> [Directions]: Quote all of the data below exactly, please.

Spatial annotation records
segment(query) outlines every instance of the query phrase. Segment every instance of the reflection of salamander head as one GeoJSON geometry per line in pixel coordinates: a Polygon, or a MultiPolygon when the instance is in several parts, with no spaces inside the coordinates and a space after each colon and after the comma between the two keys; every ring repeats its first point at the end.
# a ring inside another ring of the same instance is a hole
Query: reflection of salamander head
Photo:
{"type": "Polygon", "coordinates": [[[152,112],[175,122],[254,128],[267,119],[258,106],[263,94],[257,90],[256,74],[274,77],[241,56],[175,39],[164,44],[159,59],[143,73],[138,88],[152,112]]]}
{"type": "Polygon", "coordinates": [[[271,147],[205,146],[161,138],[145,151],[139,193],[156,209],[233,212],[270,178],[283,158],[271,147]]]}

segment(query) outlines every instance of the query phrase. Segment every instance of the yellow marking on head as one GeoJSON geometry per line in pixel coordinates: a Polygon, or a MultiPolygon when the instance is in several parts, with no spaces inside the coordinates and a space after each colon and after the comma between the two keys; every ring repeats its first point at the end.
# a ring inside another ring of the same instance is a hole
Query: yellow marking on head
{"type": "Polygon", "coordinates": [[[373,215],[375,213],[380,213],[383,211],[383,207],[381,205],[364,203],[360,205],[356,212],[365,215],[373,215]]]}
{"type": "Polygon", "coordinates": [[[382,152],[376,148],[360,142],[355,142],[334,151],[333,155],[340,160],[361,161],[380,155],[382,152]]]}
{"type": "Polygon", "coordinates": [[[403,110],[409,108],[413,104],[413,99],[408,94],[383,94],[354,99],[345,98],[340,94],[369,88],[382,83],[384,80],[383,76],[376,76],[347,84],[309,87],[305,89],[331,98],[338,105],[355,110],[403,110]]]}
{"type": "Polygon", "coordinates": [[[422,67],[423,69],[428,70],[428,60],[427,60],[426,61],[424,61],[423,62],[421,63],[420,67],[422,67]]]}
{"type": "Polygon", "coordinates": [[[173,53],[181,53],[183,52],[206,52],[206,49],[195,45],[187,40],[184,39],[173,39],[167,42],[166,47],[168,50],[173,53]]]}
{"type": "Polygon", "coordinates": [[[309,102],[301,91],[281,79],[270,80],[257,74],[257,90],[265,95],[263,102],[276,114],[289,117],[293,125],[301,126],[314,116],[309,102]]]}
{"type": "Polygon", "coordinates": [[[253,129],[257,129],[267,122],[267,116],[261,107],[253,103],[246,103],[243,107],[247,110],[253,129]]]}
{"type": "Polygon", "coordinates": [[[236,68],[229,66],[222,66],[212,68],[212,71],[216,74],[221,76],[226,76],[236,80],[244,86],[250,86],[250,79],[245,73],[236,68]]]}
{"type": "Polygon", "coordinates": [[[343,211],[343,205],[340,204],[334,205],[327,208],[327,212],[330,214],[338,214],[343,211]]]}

> [Complete output]:
segment(query) outlines every instance of the query phrase. Segment every instance of the reflection of salamander head as one GeoJSON geometry per line in pixel coordinates: a Polygon, or a MultiPolygon when the instance is in several parts, with no spaces inside the coordinates and a space after each colon and after the comma between the two keys; every ring repeats its first point at the end.
# a ring inside another ring of the same instance is a hole
Query: reflection of salamander head
Photo:
{"type": "Polygon", "coordinates": [[[152,112],[175,122],[254,128],[267,119],[258,106],[263,94],[257,90],[256,74],[274,77],[241,56],[175,39],[164,44],[159,59],[143,73],[138,88],[152,112]]]}
{"type": "Polygon", "coordinates": [[[271,147],[205,146],[161,138],[145,151],[139,193],[156,209],[233,212],[270,178],[283,158],[271,147]]]}

segment(query) outlines every instance of the query phrase. Segment every instance of the yellow marking on head as one GeoJSON geometry per line in pixel coordinates: a Polygon, or a MultiPolygon when the instance is in several parts, with no spaces inside the coordinates and a space after each colon and after the comma between the two keys; every ring repeats its first point at the end.
# a ring inside another ring of the same instance is a hole
Query: yellow marking on head
{"type": "Polygon", "coordinates": [[[373,215],[375,213],[380,213],[383,211],[383,207],[381,205],[364,203],[360,205],[356,212],[365,215],[373,215]]]}
{"type": "Polygon", "coordinates": [[[382,152],[376,148],[360,142],[355,142],[334,151],[333,155],[340,160],[361,161],[380,155],[382,152]]]}
{"type": "Polygon", "coordinates": [[[403,110],[409,108],[413,104],[413,99],[408,94],[383,94],[354,99],[345,98],[340,94],[369,88],[382,83],[384,80],[383,76],[376,76],[347,84],[309,87],[305,89],[331,98],[338,105],[355,110],[403,110]]]}
{"type": "Polygon", "coordinates": [[[422,67],[423,69],[428,70],[428,60],[427,60],[426,61],[424,61],[423,62],[421,63],[420,67],[422,67]]]}
{"type": "Polygon", "coordinates": [[[173,53],[181,53],[183,52],[206,52],[206,49],[195,45],[187,40],[184,39],[173,39],[167,42],[166,47],[168,50],[173,53]]]}
{"type": "Polygon", "coordinates": [[[309,102],[301,91],[281,79],[270,80],[257,74],[257,90],[265,95],[263,102],[276,114],[289,117],[293,125],[301,126],[314,116],[309,102]]]}
{"type": "Polygon", "coordinates": [[[253,129],[257,129],[267,122],[267,116],[261,107],[253,103],[246,103],[243,107],[247,110],[253,129]]]}
{"type": "Polygon", "coordinates": [[[236,68],[229,66],[222,66],[212,68],[212,71],[216,74],[221,76],[226,76],[236,80],[244,86],[250,86],[250,79],[245,73],[236,68]]]}
{"type": "Polygon", "coordinates": [[[343,211],[343,205],[340,204],[334,205],[327,208],[327,212],[330,214],[338,214],[343,211]]]}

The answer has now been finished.